Selected text |
----

To summarize, our main contributions are as follows:

  1. (1) For embedded platforms and mobile devices, a lightweight real-time target detection network Alpha-SGANet is proposed, which has significantly improved detection accuracy.
  2. (2) The proposed small model version Alpha-SGAsNet can better balance the speed and accuracy issues, realize the lightweight of the model, and verify that it has better accuracy and speed performance on the embedded platform.

The remainder of this work is arranged in the following manner. Section 1 introduces the object detection and challenges and some methods of real-time object detection in embedded platforms or mobile devices. Some methods of object detection and model lightweight, and some FPN-related work are introduced in detail in Section 2. We elaborate on the details of our Alpha-SGANet in Section 3. Experimental results, analyses, and comparisons are given in Section 4, and Section 5 provides concluding remarks and future work.

Related work

Most of the traditional object detection methods are based on manual feature design methods, such as HOG (Histogram of oriented gradient) [24] and Scale-invariant feature transform (SIFT) [25], etc. compared to traditional methods, The method is based on a neural network has a more essential characterization of image features and has a strong expressive ability. The rapid development of deep learning has also promoted the development of object detection. From the classic DPM algorithm [26] to the RCNN [5], the pioneer of deep learning target detection, to the Faster-RCNN [7], and on to the YOLO series, culminating in the YOLOX [23] in recent years, and so on, Researchers are constantly pursuing the best feasible improvement speed while ensuring accuracy, from advanced optimization of the two-stage algorithm to single-stage algorithm, from Anchor-based approach to Anchor-Free method.

----

Collected data |
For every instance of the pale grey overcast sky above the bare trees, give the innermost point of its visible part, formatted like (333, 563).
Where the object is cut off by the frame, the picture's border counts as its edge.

----

What is needed | Render this sentence from the object detection text in Spanish: "The rapid development of deep learning has also promoted the development of object detection."

Answer | El rápido desarrollo del aprendizaje profundo también ha impulsado el desarrollo de la detección de objetos.